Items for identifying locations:
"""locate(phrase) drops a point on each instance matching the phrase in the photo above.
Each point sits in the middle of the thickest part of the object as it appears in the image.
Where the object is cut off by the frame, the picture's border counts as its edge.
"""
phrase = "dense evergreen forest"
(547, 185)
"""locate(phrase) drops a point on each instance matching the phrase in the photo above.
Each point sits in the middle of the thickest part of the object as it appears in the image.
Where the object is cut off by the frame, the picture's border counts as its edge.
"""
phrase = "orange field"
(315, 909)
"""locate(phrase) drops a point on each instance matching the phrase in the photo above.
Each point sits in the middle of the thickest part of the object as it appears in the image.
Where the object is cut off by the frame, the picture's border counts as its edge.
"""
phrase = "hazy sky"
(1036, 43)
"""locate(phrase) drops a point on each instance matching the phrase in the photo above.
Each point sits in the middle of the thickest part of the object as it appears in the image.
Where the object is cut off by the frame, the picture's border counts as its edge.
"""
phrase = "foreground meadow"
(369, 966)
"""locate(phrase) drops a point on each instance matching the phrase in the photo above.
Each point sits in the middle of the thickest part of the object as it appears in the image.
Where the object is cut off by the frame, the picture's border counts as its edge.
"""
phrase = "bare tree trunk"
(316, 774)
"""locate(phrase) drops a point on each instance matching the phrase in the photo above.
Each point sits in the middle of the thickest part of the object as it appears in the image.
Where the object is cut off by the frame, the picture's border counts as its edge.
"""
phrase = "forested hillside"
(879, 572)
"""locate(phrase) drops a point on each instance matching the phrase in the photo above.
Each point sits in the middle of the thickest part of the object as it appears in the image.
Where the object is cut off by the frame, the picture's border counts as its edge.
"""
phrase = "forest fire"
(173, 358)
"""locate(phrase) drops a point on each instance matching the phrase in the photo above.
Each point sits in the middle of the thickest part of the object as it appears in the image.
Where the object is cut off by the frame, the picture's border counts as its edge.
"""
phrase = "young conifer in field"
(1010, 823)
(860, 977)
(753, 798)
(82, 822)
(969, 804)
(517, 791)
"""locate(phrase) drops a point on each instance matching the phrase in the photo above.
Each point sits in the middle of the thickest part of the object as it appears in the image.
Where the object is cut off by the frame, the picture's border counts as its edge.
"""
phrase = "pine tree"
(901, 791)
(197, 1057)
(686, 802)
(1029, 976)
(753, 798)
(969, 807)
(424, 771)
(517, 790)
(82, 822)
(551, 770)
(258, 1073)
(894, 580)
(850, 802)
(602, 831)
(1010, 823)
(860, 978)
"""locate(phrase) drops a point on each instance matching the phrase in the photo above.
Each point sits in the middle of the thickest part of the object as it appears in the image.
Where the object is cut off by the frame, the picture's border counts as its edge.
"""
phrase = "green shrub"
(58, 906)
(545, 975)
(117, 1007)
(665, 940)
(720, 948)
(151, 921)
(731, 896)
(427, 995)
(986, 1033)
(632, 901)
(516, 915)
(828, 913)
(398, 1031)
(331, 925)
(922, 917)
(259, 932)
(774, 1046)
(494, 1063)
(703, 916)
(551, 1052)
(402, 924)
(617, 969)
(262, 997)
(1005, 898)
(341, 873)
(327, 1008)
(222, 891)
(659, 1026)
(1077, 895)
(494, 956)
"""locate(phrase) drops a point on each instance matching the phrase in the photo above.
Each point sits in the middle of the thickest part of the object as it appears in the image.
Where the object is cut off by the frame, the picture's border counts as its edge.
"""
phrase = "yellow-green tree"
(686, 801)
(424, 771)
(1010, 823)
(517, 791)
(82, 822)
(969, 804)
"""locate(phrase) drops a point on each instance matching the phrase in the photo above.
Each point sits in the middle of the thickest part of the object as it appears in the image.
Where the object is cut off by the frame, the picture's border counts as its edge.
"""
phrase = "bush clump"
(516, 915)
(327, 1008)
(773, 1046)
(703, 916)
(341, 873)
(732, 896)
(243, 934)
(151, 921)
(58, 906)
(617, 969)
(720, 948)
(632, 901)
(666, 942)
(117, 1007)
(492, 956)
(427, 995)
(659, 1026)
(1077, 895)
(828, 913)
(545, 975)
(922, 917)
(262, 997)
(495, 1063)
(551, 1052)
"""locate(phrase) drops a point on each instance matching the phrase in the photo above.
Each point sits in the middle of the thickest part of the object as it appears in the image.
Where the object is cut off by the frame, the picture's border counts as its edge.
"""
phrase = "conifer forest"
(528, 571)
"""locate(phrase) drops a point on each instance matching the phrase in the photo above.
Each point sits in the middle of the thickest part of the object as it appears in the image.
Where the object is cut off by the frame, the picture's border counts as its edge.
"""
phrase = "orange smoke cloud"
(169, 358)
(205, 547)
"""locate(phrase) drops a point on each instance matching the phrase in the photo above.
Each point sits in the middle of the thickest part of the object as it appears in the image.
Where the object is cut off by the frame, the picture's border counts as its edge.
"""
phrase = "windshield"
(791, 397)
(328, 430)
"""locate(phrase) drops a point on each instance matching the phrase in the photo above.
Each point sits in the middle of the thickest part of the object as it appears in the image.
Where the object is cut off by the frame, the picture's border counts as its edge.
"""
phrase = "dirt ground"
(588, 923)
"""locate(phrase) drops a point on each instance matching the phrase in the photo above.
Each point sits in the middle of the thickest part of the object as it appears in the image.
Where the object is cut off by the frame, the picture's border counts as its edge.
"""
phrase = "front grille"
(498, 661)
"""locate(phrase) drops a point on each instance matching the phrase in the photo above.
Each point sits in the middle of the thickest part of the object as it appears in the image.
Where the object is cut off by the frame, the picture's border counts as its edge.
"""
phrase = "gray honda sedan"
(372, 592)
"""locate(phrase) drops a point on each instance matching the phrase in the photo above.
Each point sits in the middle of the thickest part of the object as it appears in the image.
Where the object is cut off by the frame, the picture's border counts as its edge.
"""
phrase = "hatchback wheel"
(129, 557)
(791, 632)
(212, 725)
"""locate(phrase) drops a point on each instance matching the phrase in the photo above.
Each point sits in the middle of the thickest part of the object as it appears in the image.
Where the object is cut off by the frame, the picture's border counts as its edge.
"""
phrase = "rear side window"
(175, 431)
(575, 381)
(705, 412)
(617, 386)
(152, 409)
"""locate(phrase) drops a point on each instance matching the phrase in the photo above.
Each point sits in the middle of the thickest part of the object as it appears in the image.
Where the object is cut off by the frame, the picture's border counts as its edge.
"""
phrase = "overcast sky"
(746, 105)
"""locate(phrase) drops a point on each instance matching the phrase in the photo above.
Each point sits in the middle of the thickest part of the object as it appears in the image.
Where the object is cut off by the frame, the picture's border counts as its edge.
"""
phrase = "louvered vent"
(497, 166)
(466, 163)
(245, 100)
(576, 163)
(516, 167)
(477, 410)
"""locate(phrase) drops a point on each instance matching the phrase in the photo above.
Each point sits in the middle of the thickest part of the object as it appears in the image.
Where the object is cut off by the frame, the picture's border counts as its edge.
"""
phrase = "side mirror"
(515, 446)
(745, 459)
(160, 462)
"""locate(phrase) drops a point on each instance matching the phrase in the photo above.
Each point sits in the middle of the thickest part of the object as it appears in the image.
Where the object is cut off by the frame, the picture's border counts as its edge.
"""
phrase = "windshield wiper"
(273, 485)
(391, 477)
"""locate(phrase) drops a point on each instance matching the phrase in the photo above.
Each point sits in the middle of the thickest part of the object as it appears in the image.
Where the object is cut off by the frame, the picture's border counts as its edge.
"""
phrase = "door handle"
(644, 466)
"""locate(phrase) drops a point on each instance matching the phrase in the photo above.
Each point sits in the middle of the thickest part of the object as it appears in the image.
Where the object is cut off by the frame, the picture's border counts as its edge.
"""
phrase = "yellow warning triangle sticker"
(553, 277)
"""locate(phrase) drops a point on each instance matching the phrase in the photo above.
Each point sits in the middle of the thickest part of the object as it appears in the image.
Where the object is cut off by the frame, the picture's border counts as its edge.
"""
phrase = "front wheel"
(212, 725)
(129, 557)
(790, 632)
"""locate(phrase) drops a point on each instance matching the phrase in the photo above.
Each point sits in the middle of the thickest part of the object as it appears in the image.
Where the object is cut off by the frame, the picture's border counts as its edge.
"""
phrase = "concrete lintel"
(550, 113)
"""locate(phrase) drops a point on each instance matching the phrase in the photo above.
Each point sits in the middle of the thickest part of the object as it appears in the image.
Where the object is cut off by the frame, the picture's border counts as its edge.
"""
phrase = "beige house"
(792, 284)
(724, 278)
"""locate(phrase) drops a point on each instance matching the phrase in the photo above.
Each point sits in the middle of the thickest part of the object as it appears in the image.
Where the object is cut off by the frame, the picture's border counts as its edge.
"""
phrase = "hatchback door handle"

TO DO: Gather every line in the listing above that contains the word "yellow" and copy each one out.

EXPECTED ANSWER:
phrase = "yellow-green tree"
phrase = "yellow warning triangle sticker"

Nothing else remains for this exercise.